# Ghostbusters 3: Annie Potts und Ernie Hudson mit Gastrollen im Film



## Juli5 (22. September 2015)

Jetzt ist Deine Meinung zu *Ghostbusters 3: Annie Potts und Ernie Hudson mit Gastrollen im Film* gefragt. 


				Bitte beachtet: Der Kommentarbereich wird gemäß der Forenregeln moderiert.





			Dieser Inhalt steht nur eingeloggten Mitgliedern zur Verfügung.
        

 Zum Artikel: Ghostbusters 3: Annie Potts und Ernie Hudson mit Gastrollen im Film


----------



## Tek1978 (22. September 2015)

Für alle die sich über das Ghostbuster - Reboot (Es ist definitiv nicht Ghostbuster 3) freuen ist das sicher toll.

Ich werde diesen Film komplett meiden. Es wurde hierbei was aus meiner Kindheit genommen in die Tonne getreten und in irgendwas dem Cast nach in ein "Sex an the Ghost" verwandelt. 

Es spielt für mich hierbei absolut keine Rolle ob dieser Film eventuell gut werden könnte, nein es wurde einfach die Formel aus 2 Filme + Zeichentrickserie genommen und in etwas verwandelt was mir nicht schmecken wird.

Wer ein kleines ECTO 1 Model zuhause stehen hat verfällt schon in Traurigkeit wenn er das ja was soll das den für ein Kübel sein mit dem die da jetzt rumfahren.... 

Schön wäre es gewesen wenn 1, 2 oder sogar 3 der alten Hasen eine "nächste Generation" herangezogen hätten. Nein dafür bekommen Sie soweit mir bekannt Gastrollen und spielen andere Charaktere.

Mir bleibt nur zu sagen, viel Spaß  all jenen denen das gefällt aber ich bin anscheinend zu alt für die Art von Veränderung. Die real Ghostbusters gab es einfach nur einmal und das Kapitel ist zumindest für mich zu ende.


----------



## Wynn (22. September 2015)

Diese ETWAS von Film ist NICHT Ghostbusters 3

Es ist ein REBOOT / REMAKE der Story

Selbst Twilight wird besser sein als diese Abnormität

Und in der Quelle steht auch nix von Ghostbusters 3 





			Dieser Inhalt steht nur eingeloggten Mitgliedern zur Verfügung.
        




Axxo Thema Reboot - Spiderman




			Dieser Inhalt steht nur eingeloggten Mitgliedern zur Verfügung.


----------



## Exar-K (23. September 2015)

◇ ◇ ◇ ◇ ◇

- [WAS ZU TUN IST]:
1 – Welcher Film wird laut Wynn in der Forendiskussion über den neuen Ghostbusters-Film besser sein als diese „Abnormität“?
2 – Setze die Forendiskussion über den neuen Ghostbusters-Film mit dem Beitrag von Exar-K fort.

◇ ◇ ◇ ◇ ◇

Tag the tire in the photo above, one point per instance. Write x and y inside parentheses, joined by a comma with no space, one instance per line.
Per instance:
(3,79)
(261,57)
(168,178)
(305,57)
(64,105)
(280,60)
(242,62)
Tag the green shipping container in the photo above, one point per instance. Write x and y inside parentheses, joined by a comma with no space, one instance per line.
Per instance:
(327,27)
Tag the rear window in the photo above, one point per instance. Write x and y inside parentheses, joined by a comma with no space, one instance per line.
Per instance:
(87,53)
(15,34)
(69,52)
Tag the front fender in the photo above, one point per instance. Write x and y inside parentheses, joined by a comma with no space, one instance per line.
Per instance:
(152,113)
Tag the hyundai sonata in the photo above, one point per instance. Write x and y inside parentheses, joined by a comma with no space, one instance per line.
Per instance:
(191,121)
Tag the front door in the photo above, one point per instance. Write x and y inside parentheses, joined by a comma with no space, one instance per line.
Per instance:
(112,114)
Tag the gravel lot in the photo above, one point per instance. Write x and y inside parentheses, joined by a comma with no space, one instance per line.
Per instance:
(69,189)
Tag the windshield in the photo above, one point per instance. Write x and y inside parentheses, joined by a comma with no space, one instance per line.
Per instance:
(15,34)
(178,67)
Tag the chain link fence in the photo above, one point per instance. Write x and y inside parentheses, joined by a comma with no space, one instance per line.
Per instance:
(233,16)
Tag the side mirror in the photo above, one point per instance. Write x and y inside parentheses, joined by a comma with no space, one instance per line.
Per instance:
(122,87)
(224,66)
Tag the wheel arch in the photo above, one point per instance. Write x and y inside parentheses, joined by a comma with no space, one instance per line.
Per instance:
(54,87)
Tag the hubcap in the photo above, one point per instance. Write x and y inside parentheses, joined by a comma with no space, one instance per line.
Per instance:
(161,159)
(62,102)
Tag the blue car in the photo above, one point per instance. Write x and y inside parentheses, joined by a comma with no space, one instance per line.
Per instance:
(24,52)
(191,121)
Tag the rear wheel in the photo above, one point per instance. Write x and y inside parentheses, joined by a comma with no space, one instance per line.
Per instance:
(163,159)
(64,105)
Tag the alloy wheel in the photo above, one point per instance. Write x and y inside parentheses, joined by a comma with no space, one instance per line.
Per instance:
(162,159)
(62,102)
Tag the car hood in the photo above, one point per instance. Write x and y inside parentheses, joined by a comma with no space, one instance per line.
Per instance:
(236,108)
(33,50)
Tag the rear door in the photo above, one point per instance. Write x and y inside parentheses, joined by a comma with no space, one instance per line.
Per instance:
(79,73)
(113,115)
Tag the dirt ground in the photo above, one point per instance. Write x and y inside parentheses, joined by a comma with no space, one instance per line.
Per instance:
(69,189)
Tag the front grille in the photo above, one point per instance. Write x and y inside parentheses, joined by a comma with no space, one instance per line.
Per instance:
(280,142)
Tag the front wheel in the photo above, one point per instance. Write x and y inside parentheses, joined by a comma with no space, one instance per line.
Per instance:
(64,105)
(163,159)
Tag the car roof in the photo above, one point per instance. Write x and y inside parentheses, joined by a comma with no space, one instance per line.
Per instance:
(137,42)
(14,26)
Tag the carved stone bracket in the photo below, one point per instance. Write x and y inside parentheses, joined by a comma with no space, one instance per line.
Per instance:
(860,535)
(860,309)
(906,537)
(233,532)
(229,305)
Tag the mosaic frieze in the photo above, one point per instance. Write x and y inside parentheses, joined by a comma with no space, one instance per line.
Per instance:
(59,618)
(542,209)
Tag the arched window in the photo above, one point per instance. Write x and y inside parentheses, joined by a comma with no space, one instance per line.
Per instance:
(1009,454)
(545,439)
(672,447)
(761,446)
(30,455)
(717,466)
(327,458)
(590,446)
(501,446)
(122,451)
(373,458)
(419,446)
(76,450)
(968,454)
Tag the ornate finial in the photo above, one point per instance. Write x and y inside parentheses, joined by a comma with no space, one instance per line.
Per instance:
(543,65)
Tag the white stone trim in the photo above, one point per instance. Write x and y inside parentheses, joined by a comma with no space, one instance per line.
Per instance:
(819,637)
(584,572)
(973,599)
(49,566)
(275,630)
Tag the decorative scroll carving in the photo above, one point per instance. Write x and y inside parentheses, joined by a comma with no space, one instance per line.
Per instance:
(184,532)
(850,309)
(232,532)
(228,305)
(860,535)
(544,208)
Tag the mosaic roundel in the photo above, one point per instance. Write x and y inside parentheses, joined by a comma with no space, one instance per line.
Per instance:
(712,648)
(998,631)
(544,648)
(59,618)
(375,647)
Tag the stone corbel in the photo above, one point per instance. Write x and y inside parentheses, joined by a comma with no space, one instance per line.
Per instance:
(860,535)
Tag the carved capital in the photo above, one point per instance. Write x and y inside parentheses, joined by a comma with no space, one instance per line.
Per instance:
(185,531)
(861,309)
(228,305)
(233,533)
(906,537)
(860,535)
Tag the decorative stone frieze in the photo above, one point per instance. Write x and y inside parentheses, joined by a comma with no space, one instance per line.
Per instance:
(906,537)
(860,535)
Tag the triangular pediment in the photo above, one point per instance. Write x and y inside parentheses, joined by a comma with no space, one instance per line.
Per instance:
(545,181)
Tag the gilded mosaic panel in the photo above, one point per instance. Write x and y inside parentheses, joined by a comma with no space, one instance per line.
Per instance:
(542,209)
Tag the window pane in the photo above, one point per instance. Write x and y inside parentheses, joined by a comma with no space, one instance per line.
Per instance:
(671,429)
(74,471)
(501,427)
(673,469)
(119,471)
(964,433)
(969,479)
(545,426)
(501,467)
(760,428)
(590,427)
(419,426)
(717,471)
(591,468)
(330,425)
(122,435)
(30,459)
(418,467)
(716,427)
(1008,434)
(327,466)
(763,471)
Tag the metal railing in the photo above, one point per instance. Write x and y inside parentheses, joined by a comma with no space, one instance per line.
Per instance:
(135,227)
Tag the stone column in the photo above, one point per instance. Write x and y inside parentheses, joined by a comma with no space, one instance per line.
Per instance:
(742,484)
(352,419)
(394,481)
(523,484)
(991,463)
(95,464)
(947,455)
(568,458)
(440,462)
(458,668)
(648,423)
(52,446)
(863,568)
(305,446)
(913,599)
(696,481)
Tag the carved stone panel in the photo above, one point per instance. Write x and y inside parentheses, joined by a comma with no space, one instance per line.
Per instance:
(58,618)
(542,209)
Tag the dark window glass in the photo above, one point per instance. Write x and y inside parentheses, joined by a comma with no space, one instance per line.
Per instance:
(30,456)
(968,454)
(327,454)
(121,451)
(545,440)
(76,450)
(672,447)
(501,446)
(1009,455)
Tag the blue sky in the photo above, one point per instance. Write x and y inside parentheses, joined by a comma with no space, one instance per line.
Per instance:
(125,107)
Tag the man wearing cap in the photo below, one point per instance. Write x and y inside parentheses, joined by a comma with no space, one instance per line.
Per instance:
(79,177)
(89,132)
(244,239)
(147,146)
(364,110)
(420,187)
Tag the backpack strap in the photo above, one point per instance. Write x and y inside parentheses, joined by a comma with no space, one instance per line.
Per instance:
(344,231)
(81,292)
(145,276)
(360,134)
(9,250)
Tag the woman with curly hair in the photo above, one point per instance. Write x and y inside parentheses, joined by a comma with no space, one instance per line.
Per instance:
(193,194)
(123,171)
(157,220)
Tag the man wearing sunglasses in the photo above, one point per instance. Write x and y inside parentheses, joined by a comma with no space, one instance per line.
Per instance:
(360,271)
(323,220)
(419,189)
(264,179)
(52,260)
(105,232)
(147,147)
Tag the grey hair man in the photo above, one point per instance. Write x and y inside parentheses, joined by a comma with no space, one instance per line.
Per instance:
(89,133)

◇ ◇ ◇ ◇ ◇

- [ERGEBNISSE IN REIHENFOLGE]:
1 – Twilight

2 –
Die alten Ghostbusters zählen zu meinen Lieblingsfilmen, von diesem Streifen hingegen erwarte ich fast nichts.
Wenn die Kritiken sehr gut sind, werde ich ihn mir vielleicht irgendwann auf Blu-ray ausleihen.


Mittlerweile kann ich allerdings bei dem Thema nur noch an eine 4chan-Satire denken, die ich vor einer Weile gesehen habe. 
Vorsicht, böse und politisch inkorrekt:



Spoiler






			Dieser Inhalt steht nur eingeloggten Mitgliedern zur Verfügung.


----------



## Efiraboys (24. September 2015)

Ich Lass mich mal Überrachen. Besser ist nichts zu Erwarten sonst wird man Entäuscht


----------



## LOX-TT (24. September 2015)

für mich ist dieses Videospiel der 3. Teil 




			Dieser Inhalt steht nur eingeloggten Mitgliedern zur Verfügung.


----------



## svd (24. September 2015)

Ich weiß nicht, der neue fünfte Ghostbuster war ja mal ein farbloser Lahmarsch gewesen.


----------



## LOX-TT (24. September 2015)

svd schrieb:


> Ich weiß nicht, der neue fünfte Ghostbuster war ja mal ein farbloser Lahmarsch gewesen.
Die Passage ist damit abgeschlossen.